Soal Latihan 1 —
Ringkas paragraf dalam teks tentang Lampung yang diawali "Provinsi Lampung yang terletak di ujung selatan pulau" menjadi versi lebih pendek dengan semua fakta utamanya tetap ada.
Soal Latihan 2 —
Sambung teks tentang Lampung mulai setelah kalimat terakhir yang ditampilkan.
++++ Blok Teks
LAMPUNGKU, SAI BUMI RUWAI JURAI
Oleh :
Desy Apriana
1.
Pendahuluan
Provinsi Lampung yang terletak di ujung selatan pulau
Sumatera adalah pintu gerbang antara Jawa dan Sumatera. Seperti daerah lainnya, Lampung juga memiliki
keberagaman budaya, ras, bahasa, agama dan lain-lain. Hanya saja masih banyak
warga negara Indonesia khusunya penduduk Lampung sendiri tidak menyadari hal
itu. Mengaapa dikatakan tidak
menyadari? Hal ini dikarenakan pada umumnya masyarakat setempat hanya paham dan
mengakui keberadaan orang-orang yang terdekatnya saja. Padahal
Keberagaman dan kurangnya kesadaran
masyarakat setempatlah inilah yang menjadi salah satu
potensi bagi bangsa Indonesia yang harus dikelola dengan baik, benar, adil dan
bijaksana.
++++++++
++++ Cuplikan Data
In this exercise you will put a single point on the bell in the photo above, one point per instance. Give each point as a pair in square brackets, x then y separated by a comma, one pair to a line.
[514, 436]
++++++++
Hasil Tugas 1 —
Provinsi Lampung di ujung selatan Sumatera merupakan pintu gerbang antara Jawa dan Sumatera serta memiliki keberagaman budaya, ras, bahasa, agama, dan lain-lain. Namun, banyak warga Indonesia, khususnya penduduk Lampung, tidak menyadarinya karena umumnya hanya paham dan mengakui keberadaan orang terdekat. Keberagaman dan kurangnya kesadaran masyarakat setempat inilah yang menjadi salah satu potensi bangsa Indonesia yang harus dikelola dengan baik, benar, adil, dan bijaksana.

Hasil Tugas 2 —
Kita sebagai warga negara
Indonesia yang baik, haruslah bertangung jawab dan peduli akan nasib bangsa kita pada hari
ini dan dikemudian hari. Salah satu cara yang dilakukan adalah meningkatkan kesadaran untuk
memiliki rasa ingin tahu yang tinggi dalam memahami sejarah Indonesia khususnya daerah
tempat tinggal sendiri termasuk pula wawasan kebangsaan dan nilai-nilai
kebangsaan yang terkandung di dalamnya. Wawasan kebangsaan inilah yang apabila
digali akan menjadikan kita menjadi warga negara yang dapat menghargai dan
menjunjung tinggi nilai-nilai persatuan dan
kesatuan bangsa (Integritas). Persatuan dan kesatuan bangsa mutlak harus kita
miliki agar wilayah NKRI tetap terjaga dan tidak akan hancur walaupun berada
diatas kemajemukan atau kebhinekaan. Nilai-nilai persatuan dan ksatuan ini
harus terus selalu dipupuk dan
dilestarikan terus-menerus karena ini merupakan modal besar bagi bangsa dalam
membangun NKRI yang maju, sejahtera, damai dan sentosa.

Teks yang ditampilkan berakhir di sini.